**Exercise details**.
Copy out every line of the records below word for word, omitting the pictures.
_ _ _ _
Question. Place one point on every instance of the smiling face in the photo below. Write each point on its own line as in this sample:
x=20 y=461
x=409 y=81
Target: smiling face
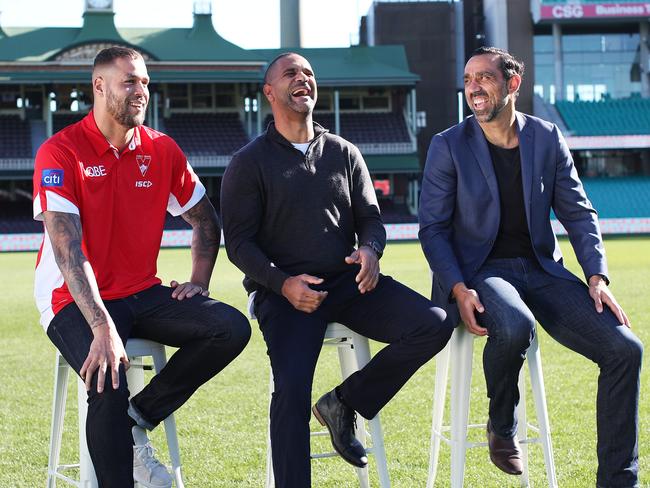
x=290 y=85
x=486 y=90
x=124 y=90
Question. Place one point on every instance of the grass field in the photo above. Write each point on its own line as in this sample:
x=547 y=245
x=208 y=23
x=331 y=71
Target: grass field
x=222 y=428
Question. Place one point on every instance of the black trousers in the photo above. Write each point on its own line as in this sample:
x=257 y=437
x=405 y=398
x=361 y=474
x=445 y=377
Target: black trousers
x=209 y=335
x=412 y=327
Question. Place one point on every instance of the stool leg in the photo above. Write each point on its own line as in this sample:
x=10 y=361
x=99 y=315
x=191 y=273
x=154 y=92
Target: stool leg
x=159 y=362
x=87 y=477
x=362 y=351
x=522 y=427
x=270 y=478
x=349 y=364
x=539 y=394
x=462 y=350
x=58 y=414
x=439 y=394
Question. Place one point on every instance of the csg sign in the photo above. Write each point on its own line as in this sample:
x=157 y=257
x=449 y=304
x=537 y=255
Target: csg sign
x=52 y=177
x=570 y=11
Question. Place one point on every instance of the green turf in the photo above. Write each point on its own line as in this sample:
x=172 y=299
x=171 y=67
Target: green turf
x=222 y=428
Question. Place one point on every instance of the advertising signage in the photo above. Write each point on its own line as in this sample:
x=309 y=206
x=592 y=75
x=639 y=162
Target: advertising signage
x=604 y=10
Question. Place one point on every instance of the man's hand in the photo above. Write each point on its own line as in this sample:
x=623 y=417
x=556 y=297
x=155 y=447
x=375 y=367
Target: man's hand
x=600 y=293
x=369 y=274
x=296 y=290
x=469 y=303
x=106 y=350
x=187 y=290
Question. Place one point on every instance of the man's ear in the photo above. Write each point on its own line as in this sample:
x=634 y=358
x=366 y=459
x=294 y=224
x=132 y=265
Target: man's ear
x=268 y=93
x=98 y=85
x=514 y=83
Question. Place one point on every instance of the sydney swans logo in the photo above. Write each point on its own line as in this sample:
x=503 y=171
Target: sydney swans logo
x=143 y=163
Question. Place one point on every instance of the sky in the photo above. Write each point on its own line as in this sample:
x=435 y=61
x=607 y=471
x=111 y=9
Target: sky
x=248 y=23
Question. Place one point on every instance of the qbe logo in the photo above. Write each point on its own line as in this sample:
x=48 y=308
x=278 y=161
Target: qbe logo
x=52 y=177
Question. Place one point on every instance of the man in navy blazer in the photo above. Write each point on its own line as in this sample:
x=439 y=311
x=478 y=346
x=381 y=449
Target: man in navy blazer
x=489 y=185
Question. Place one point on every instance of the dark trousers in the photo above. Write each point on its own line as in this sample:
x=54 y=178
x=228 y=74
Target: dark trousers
x=516 y=292
x=209 y=335
x=392 y=313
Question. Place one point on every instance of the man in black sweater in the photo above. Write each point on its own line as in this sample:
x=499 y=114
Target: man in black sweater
x=295 y=201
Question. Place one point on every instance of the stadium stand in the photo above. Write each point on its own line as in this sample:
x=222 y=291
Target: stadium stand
x=619 y=197
x=60 y=121
x=15 y=137
x=366 y=127
x=624 y=116
x=200 y=134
_ _ _ _
**Written answer**.
Question. Place one point on every instance of the smiling face in the photo below. Write each point on its own line as in this sample:
x=20 y=461
x=409 y=81
Target: smiling face
x=290 y=85
x=486 y=90
x=124 y=90
Question. Place one point on every instance of the grass field in the photo above. Write each point on its own line as in this sample:
x=547 y=245
x=208 y=23
x=331 y=71
Target: grass field
x=222 y=428
Question. Place one point on every instance of the black trousers in the photo above. Write each point on its own line as in this sample:
x=257 y=437
x=405 y=398
x=361 y=474
x=445 y=377
Target: black trousers
x=209 y=335
x=412 y=327
Question. Place one point on every instance of the stool leg in the photo above. Write each point on its own line as in this sample:
x=10 y=361
x=99 y=315
x=191 y=273
x=154 y=92
Target: stool leg
x=159 y=362
x=87 y=477
x=362 y=351
x=522 y=427
x=270 y=478
x=349 y=364
x=539 y=394
x=462 y=350
x=58 y=414
x=439 y=394
Question. Place one point on every instance of the csg sign in the photo above. Write each point on its own line as in this sample:
x=157 y=257
x=449 y=304
x=537 y=255
Target: csg sign
x=52 y=177
x=570 y=11
Question. Place one point on every instance of the green turf in the photo above. Write each point on its own line as in this sample:
x=172 y=299
x=171 y=67
Target: green turf
x=222 y=428
Question. Place one point on every instance of the advertising signage in the photo above. Write each point on its own line as in this sample:
x=309 y=206
x=592 y=75
x=639 y=162
Target: advertising signage
x=604 y=10
Question. Place one point on every instance of the man's hand in the photo above. Write each point on its own line as in this sample:
x=623 y=417
x=556 y=297
x=155 y=447
x=375 y=367
Target: man's hand
x=600 y=293
x=369 y=274
x=296 y=290
x=469 y=303
x=106 y=350
x=187 y=290
Question. Place one point on every instance of the man's ear in the photo above. Write each point on its own line as in this sample:
x=634 y=358
x=366 y=459
x=294 y=224
x=132 y=265
Target: man's ear
x=268 y=93
x=98 y=85
x=514 y=83
Question. Place one point on every instance of the sydney swans logo in the photo above. Write each point on its own line as in this sample:
x=503 y=171
Target: sydney swans logo
x=143 y=163
Question. Place one point on every instance of the sky in the photo above. Write each point on its own line as in this sample:
x=435 y=61
x=607 y=471
x=111 y=9
Target: sky
x=248 y=23
Question. Place one point on every instance of the qbe logo in the photo above. Write each point on its own line as in this sample:
x=48 y=308
x=278 y=161
Target: qbe logo
x=52 y=177
Question. Place one point on every instance of the man in navy blazer in the photo above. Write each point on its own line as in this sample:
x=439 y=311
x=478 y=346
x=381 y=449
Target: man in navy blazer
x=489 y=185
Question. Place one point on every instance of the dark trousers in the photo above. Write each point on its own line as in this sample:
x=54 y=178
x=228 y=74
Target: dark trousers
x=516 y=292
x=209 y=335
x=392 y=313
Question. Place one point on every instance of the man in black sweater in the photo above. Write each point on its own line as in this sample:
x=499 y=114
Target: man in black sweater
x=295 y=201
Question. Place one point on every instance of the stadium stand in the photo above. Write each point on its own line as in this sample:
x=222 y=291
Target: stadium stand
x=619 y=197
x=60 y=121
x=15 y=137
x=366 y=127
x=624 y=116
x=200 y=134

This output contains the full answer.